Let $A$ be an associative ring with identity.
On $A\times A$ there is a usual ring structure defined componentwisely, i.e. $(a, b)+(a', b'):=(a+a', b+b')$ and $(a, b)(a', b'):=(aa', bb').$
There is another way to define a ring structure on $A\times A$ as follows:
$(a, b)+(a', b'):=(a+a', b+b')$ and $(a, b)(a', b'):=(aa'+ba'+ab', bb')$.
In general, these two structures would not be isomorphism.
I am wondering is there a name for this ring structure? Any reference on it would be welcome!
On
If $R$ is a ring (possibly without identity) and $S$ is a ring with identity such that $R$ is an $S,S$ bimodule, then $R\times S$ with the product you described is known as the Dorroh extension of $R$ by $S$. In the case I have described, it is a ring with identity $(0,1_S)$ which contains an ideal which is ring isomorphic to $R$.
You could let $S$ not have identity too, probably, you just wouldn't have an identity in the resulting ring. Quite often you see this with $S=\mathbb Z$.
As Mike Earnest has shown in the other solution, it does turn out that if $R=S$ you don't really get anything novel. The solution even works for noncommutative rings since $x$ and $x-1$ are always central elements of $R[x]$, even when $R$ is noncommutative.

▶ _PROBLEM SET_:
A – In the ring-structure thread, rewrite the paragraph beginning "If $R$ is a ring (possibly without identity)" more briefly, keeping its main facts.
B – Return the part of the ring-structure thread that begins at the words "On $A\times A$ there" and stops after "b)(a', b'):=(aa'+ba'+ab', bb')$.", copied word for word.

▶ _DATA EXTRACT_:

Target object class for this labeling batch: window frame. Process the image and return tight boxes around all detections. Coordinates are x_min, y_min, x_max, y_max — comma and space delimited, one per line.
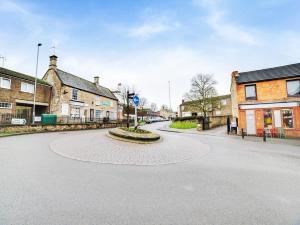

▶ _EXPECTED RESULTS_:
A – Take a ring $R$, with or without identity, and a ring $S$ with identity such that $R$ is an $S,S$ bimodule. Then $R\times S$ with the described product is the Dorroh extension of $R$ by $S$. In this case it has identity $(0,1_S)$ and contains an ideal ring-isomorphic to $R$.

B –
On $A\times A$ there is a usual ring structure defined componentwisely, i.e. $(a, b)+(a', b'):=(a+a', b+b')$ and $(a, b)(a', b'):=(aa', bb').$
There is another way to define a ring structure on $A\times A$ as follows:
$(a, b)+(a', b'):=(a+a', b+b')$ and $(a, b)(a', b'):=(aa'+ba'+ab', bb')$.